Aim: Give, as a JSON list of strings with one string per non-blank line, the lines in the rows below that begin at the line containing "the white cabinet" and stop after the line containing "[[342, 342, 640, 480], [455, 0, 640, 285]]". Include only those lines.

── Material for the task ──

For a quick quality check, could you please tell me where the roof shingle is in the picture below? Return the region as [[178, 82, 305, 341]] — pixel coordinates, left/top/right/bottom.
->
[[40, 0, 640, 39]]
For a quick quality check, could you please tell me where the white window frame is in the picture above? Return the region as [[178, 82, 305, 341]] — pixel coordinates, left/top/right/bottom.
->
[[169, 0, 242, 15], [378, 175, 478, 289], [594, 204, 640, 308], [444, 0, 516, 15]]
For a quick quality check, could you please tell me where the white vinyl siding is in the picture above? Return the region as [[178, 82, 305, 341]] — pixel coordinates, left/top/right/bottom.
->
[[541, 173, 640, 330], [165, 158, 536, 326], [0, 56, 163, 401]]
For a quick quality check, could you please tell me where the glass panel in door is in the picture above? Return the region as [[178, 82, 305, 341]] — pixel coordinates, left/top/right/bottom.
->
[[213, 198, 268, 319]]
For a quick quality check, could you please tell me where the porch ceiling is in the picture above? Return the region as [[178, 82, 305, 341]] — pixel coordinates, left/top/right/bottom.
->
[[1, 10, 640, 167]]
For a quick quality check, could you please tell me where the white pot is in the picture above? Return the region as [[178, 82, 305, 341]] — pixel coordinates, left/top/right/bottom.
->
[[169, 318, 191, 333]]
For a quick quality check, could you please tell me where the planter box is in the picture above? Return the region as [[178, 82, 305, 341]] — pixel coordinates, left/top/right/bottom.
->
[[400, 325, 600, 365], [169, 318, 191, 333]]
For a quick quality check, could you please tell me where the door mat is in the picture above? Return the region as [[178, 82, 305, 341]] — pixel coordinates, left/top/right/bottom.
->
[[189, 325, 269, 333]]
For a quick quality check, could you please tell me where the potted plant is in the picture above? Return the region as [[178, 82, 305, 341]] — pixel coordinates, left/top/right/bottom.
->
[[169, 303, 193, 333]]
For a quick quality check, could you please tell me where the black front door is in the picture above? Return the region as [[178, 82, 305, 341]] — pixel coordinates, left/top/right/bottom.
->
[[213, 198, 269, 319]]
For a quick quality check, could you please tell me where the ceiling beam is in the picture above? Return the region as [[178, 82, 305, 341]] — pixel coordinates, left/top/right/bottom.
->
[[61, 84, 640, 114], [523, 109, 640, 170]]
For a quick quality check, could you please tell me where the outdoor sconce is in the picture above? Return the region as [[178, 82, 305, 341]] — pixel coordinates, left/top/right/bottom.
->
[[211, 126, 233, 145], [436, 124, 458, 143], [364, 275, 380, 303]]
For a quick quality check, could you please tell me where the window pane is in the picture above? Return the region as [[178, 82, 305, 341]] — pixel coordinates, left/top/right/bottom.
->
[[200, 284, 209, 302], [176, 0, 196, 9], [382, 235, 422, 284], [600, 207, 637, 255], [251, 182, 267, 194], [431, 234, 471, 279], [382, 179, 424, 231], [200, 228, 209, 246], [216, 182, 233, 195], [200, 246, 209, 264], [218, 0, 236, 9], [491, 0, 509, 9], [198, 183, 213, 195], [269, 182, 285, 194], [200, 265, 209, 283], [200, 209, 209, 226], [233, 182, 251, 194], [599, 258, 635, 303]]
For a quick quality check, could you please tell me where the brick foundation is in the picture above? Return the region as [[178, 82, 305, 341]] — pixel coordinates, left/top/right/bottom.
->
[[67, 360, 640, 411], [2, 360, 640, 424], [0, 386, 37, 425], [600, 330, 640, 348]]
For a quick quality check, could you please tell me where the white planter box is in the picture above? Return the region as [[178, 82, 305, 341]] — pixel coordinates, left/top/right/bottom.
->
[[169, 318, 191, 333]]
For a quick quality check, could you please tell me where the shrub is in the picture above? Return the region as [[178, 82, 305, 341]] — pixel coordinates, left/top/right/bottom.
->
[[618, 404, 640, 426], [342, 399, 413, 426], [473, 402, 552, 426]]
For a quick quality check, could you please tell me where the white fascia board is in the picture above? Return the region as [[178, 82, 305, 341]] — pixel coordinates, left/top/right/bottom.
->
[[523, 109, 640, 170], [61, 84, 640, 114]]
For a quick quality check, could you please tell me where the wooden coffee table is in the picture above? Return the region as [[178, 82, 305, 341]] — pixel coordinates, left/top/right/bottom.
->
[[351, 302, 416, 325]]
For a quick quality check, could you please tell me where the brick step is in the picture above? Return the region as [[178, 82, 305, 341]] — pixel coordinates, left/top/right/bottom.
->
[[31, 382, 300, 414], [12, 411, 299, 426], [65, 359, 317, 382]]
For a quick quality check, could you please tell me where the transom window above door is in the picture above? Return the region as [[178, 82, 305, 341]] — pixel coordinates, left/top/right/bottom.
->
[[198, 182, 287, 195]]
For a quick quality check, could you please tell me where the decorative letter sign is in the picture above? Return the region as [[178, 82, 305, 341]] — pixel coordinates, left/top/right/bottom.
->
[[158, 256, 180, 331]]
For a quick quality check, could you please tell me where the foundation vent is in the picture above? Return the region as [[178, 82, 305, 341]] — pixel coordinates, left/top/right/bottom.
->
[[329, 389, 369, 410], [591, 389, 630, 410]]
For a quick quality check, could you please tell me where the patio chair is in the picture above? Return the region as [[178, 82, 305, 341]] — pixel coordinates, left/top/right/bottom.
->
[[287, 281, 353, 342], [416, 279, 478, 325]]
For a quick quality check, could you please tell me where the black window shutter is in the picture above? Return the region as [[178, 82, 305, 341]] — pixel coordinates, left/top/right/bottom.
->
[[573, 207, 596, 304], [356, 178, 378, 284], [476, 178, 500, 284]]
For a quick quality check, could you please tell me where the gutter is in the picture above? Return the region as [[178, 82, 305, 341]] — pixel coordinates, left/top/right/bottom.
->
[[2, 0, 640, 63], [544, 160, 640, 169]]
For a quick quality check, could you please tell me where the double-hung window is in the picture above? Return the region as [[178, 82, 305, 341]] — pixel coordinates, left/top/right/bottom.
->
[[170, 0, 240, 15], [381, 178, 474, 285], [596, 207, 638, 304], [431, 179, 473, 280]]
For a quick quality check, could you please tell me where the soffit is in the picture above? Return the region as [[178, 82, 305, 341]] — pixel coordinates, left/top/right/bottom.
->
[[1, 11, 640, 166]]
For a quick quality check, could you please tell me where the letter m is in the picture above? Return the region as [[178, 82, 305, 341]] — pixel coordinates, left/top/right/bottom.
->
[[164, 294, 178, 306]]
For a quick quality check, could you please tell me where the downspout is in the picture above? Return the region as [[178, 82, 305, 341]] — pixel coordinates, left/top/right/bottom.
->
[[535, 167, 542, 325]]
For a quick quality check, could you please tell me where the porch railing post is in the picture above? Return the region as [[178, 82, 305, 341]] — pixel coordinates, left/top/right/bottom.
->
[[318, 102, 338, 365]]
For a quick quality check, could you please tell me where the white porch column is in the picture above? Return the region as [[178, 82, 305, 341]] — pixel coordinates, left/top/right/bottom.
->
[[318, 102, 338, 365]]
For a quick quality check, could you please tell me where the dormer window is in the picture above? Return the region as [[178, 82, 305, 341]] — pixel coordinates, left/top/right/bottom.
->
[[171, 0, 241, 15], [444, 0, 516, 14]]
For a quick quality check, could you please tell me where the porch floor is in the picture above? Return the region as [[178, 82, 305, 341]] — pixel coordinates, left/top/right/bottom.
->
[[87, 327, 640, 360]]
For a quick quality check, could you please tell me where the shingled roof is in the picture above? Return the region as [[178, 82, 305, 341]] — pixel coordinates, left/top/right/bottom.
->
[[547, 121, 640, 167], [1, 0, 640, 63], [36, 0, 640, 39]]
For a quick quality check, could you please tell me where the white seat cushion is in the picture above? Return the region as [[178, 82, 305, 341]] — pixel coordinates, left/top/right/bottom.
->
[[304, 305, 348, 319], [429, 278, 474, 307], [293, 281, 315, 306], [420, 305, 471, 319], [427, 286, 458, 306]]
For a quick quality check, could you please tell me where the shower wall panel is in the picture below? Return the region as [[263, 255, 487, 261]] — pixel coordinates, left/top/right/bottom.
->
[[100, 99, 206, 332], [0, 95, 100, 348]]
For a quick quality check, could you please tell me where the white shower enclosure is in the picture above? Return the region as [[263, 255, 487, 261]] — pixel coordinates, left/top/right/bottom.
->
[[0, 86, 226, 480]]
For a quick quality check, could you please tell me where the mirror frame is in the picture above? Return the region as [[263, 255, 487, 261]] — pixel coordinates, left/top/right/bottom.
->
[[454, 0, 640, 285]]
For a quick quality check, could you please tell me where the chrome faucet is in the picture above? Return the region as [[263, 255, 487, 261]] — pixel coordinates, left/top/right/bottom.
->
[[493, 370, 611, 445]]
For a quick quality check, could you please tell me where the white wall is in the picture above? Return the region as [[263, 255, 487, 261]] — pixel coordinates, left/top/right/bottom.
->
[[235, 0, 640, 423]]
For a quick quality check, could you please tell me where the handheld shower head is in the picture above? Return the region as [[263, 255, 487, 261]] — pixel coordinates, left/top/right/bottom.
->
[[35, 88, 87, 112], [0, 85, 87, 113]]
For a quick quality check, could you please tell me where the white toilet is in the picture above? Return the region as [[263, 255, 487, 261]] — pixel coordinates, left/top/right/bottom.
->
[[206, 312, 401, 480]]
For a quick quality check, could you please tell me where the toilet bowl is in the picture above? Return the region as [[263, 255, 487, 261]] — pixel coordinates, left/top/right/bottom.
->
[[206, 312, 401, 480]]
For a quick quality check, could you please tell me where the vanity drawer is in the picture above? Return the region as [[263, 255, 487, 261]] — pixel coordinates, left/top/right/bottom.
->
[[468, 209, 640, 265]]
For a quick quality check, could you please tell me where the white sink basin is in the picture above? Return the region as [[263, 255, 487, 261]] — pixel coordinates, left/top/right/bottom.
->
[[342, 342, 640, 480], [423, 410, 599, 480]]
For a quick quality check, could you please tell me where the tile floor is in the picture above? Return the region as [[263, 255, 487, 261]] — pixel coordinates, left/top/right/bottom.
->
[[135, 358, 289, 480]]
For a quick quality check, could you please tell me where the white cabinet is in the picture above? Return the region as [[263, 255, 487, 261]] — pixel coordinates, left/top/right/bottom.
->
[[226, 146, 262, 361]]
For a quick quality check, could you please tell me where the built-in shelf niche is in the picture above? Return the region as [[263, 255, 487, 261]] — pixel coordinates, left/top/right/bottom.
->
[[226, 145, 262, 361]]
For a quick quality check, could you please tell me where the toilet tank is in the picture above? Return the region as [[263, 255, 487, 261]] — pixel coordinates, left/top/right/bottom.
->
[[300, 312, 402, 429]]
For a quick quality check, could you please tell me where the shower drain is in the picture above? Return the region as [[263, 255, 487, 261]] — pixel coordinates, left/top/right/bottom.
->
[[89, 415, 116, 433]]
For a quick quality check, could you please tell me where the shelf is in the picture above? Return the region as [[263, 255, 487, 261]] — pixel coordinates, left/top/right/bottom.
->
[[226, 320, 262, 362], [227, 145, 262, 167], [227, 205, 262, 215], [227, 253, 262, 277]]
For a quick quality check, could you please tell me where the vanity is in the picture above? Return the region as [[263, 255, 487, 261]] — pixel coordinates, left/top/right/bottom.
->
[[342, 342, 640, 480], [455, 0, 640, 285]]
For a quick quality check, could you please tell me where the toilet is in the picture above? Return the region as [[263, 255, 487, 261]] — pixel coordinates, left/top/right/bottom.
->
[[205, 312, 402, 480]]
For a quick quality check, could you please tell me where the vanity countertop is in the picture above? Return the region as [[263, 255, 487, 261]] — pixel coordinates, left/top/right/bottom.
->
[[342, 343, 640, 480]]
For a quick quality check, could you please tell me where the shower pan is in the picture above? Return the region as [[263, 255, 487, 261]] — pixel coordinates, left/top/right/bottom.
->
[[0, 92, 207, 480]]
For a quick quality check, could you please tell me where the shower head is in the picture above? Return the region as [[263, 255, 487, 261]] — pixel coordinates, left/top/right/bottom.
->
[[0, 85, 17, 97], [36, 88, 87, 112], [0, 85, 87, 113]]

───

Response to this exercise:
[
  "For a quick quality check, could you please tell me where the white cabinet is in the picture above? Return the region as [[263, 255, 487, 261]] — pixel coordinates, left/top/right/bottom.",
  "->",
  "[[226, 146, 262, 361]]",
  "For a quick quality check, could you please tell me where the built-in shelf niche is in the picture above? Return the region as [[263, 255, 487, 261]] — pixel coordinates, left/top/right/bottom.",
  "->",
  "[[226, 145, 262, 361]]",
  "For a quick quality check, could you please tell me where the toilet tank is in the picture above? Return the region as [[263, 255, 487, 261]] — pixel coordinates, left/top/right/bottom.",
  "->",
  "[[300, 312, 402, 429]]",
  "For a quick quality check, could you please tell me where the shower drain is in the picture above? Return the region as [[263, 255, 487, 261]] — pixel coordinates, left/top/right/bottom.",
  "->",
  "[[89, 415, 116, 433]]",
  "For a quick quality check, could you please tell me where the shelf is in the picture above? Return the region as [[263, 255, 487, 261]] — pixel coordinates, left/top/right/bottom.",
  "->",
  "[[226, 320, 262, 362], [227, 145, 262, 167], [227, 205, 262, 215], [227, 253, 262, 277]]",
  "For a quick quality check, could you please tell me where the vanity is in the picture above? Return the region as [[263, 255, 487, 261]] — pixel coordinates, left/top/right/bottom.",
  "->",
  "[[342, 342, 640, 480], [455, 0, 640, 285]]"
]